RICHIESTA DEL COMPITO: Ricopia parola per parola tutte le voci che seguono, senza modificare alcuna riga. Ometti le immagini.

══ VOCI DI PARTENZA ══

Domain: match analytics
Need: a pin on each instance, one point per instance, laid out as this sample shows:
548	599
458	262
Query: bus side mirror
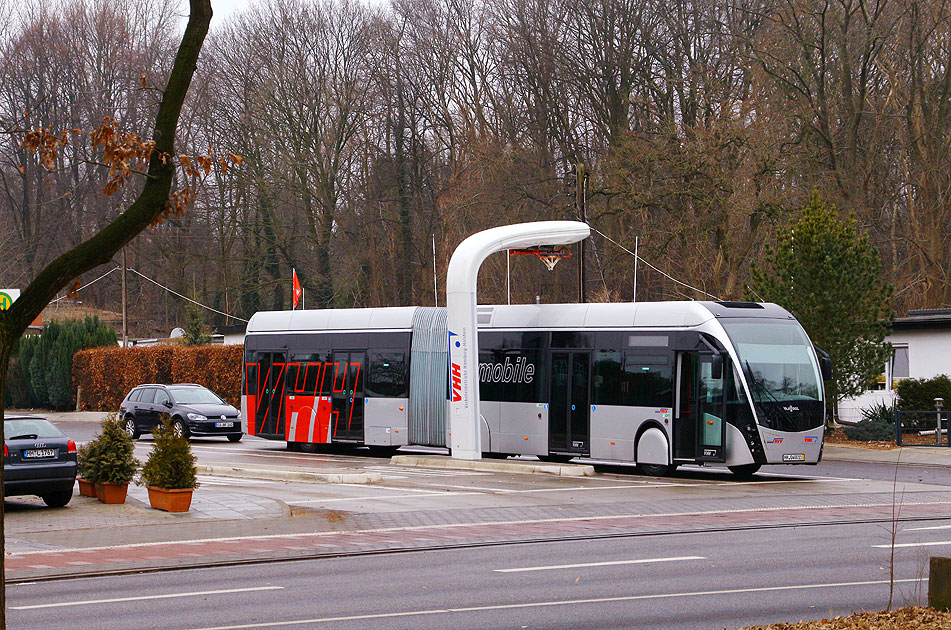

═══

SOLUZIONE COMPLETA:
Domain: match analytics
Need: a pin on each instance, one point per instance, laid out as this sample shows:
548	599
458	262
Query: bus side mirror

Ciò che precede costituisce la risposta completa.